----- Document extract

Mountain in Karakoram

Link Sar is a mountain located in the Masherbrum sub-range of the Karakoram between the head of the Charakusa Glacier and the Kaberi Glacier. The peak lies on a horseshoe which links K6 and K7 around the head of the Charakusa Glacier.

==Climbing history==
Isolated, steep and protected by significant snow and ice, Link Sar remained one of the world's highest unclimbed peaks until 2019.

First attempts of ascent were made by Japanese teams in the mid-1970s. After that period, very few permits to access the mountain from the east were available due to the proximity to the contested border between Pakistan and India. Steve Swenson was granted a permit with others in 2001 and his team made some limited progress from this side of the mountain. Over the next decade, all attempts to obtain permits for a return were denied.

----------
----- Dataset records

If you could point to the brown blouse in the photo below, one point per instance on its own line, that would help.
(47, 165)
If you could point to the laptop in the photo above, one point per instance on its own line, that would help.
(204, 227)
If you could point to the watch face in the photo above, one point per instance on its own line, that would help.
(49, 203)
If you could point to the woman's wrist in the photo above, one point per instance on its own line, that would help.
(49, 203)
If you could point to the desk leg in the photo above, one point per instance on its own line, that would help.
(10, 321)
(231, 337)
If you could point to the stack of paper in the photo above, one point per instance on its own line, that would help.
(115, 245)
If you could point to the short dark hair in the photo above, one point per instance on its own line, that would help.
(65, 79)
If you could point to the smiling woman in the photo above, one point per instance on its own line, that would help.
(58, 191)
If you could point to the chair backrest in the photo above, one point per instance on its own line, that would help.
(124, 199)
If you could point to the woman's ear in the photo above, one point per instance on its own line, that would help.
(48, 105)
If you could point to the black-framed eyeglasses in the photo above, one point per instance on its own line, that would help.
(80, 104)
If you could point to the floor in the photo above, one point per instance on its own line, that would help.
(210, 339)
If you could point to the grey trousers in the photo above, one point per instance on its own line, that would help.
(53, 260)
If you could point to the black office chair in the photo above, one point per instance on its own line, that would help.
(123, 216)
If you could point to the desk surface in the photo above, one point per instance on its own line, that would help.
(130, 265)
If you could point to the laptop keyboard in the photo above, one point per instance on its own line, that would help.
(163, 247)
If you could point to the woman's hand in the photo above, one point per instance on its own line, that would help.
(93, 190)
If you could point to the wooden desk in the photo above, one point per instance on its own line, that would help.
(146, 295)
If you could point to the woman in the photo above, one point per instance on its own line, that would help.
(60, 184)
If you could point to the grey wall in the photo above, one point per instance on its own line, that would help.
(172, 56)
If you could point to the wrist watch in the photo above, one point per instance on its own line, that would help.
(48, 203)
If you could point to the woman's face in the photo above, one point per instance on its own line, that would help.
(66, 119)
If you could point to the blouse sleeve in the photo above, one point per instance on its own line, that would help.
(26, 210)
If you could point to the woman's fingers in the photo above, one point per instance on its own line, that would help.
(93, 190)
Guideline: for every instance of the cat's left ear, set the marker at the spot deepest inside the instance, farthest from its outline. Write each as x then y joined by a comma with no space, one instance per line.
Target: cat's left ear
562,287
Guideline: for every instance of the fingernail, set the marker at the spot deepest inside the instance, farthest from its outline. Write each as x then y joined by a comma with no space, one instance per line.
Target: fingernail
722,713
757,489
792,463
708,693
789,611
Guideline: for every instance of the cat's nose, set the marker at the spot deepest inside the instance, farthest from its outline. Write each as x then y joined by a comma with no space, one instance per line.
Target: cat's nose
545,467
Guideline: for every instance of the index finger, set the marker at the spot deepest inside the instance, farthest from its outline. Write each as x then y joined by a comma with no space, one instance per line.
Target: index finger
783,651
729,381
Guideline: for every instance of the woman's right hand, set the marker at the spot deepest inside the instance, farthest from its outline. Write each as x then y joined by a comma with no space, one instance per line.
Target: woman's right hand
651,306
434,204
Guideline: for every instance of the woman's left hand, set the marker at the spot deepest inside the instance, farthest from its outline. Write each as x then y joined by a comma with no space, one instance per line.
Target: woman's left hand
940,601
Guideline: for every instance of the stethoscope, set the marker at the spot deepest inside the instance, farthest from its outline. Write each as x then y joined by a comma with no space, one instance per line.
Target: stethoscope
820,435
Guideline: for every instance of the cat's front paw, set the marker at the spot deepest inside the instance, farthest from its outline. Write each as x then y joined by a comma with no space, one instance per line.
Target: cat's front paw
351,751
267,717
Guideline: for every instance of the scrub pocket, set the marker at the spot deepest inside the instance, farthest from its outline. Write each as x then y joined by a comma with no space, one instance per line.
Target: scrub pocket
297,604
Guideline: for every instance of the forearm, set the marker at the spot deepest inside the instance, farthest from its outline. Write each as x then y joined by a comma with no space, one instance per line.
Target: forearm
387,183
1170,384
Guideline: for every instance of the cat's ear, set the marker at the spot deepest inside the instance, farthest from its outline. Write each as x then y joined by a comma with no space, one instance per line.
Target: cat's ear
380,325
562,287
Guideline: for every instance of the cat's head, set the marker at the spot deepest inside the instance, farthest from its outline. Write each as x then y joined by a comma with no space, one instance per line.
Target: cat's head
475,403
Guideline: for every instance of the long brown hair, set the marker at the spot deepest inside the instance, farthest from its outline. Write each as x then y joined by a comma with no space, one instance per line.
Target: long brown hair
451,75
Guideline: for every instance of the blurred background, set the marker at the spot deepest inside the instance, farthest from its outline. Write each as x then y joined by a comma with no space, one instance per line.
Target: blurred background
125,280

----------

- **What is required**:
Continue the Link Sar article, picking up right after its last sentence.

- **Output below**:
Jon Griffith made attempts on the western side of the mountain from 2011 with different climbing partners, scaling the Northwest Face in 2015 with Andy Houseman to reach the subsidiary peak of Link Sar West (6,938m). Illness and a narrowing weather window led to a decision not to push further to the main summit a kilometre away.

Swenson was eventually able to return to the eastern side in 2017, with Graham Zimmerman and Chris Wright. In atrocious weather they only reached a height of 5,900m on the Southwest Face but the experience enabled them to identify a possible future safe route to the summit.

On 6 August 2019, the summit was finally conquered by Steve Swenson, Mark Richey, Graham Zimmerman, and Chris Wright via the mountain's Southeast Face.